Prompt:
Review the material line by line. Identify and copy every line that contains the string "shorts".

Data:

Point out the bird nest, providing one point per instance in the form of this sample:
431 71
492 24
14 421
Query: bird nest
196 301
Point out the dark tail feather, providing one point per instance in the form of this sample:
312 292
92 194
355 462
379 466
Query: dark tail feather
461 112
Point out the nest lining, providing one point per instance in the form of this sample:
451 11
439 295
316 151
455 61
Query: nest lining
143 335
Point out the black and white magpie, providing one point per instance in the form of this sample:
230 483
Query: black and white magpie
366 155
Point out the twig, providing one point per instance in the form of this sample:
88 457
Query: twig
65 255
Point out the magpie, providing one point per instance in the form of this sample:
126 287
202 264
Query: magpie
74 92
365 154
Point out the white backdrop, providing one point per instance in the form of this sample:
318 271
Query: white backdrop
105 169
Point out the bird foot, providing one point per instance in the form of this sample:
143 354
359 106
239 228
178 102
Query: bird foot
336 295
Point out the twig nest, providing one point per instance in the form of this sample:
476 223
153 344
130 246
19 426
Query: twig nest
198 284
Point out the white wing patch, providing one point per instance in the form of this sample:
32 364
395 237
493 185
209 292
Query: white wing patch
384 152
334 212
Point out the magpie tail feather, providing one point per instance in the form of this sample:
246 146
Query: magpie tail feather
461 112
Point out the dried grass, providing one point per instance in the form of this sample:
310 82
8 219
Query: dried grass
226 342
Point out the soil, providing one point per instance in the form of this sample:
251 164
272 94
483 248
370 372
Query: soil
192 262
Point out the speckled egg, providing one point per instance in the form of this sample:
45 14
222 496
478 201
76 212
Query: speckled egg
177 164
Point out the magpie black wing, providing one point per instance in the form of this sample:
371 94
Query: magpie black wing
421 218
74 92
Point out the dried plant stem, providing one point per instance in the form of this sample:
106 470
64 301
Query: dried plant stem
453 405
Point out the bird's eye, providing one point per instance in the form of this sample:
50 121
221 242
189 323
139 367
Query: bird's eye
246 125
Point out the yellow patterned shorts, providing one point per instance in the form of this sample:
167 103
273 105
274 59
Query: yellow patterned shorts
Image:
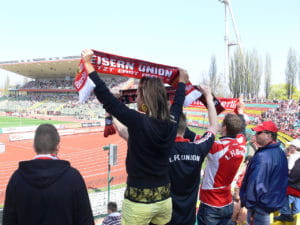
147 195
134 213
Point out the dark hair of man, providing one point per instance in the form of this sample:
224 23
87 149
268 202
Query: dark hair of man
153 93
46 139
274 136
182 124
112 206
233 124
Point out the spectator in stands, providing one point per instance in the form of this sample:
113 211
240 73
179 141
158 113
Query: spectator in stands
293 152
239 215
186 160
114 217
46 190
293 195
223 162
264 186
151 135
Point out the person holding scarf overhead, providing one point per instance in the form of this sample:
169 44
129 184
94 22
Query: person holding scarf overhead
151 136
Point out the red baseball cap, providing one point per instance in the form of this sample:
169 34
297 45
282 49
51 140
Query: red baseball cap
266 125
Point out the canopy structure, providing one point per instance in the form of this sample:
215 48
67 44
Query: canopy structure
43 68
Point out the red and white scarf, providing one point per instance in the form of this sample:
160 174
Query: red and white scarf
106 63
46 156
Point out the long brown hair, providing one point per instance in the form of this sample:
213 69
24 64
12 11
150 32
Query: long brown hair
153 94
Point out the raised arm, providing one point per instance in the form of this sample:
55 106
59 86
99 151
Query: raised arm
...
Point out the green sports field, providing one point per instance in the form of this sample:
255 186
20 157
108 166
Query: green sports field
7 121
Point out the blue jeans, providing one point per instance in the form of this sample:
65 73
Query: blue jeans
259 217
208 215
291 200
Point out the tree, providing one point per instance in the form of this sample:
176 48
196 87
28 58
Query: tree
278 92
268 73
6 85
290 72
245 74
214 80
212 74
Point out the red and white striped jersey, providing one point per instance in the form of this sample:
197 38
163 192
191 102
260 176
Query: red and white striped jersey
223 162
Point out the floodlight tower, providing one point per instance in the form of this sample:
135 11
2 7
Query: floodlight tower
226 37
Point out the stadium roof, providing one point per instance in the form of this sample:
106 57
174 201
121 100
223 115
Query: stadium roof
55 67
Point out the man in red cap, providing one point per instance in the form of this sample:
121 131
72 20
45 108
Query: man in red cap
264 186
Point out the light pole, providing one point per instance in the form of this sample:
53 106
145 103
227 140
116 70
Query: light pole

Exercise response:
Point out the yellow patterned shorts, providing one point per instance in the form of this sample:
Query: yellow patterned shorts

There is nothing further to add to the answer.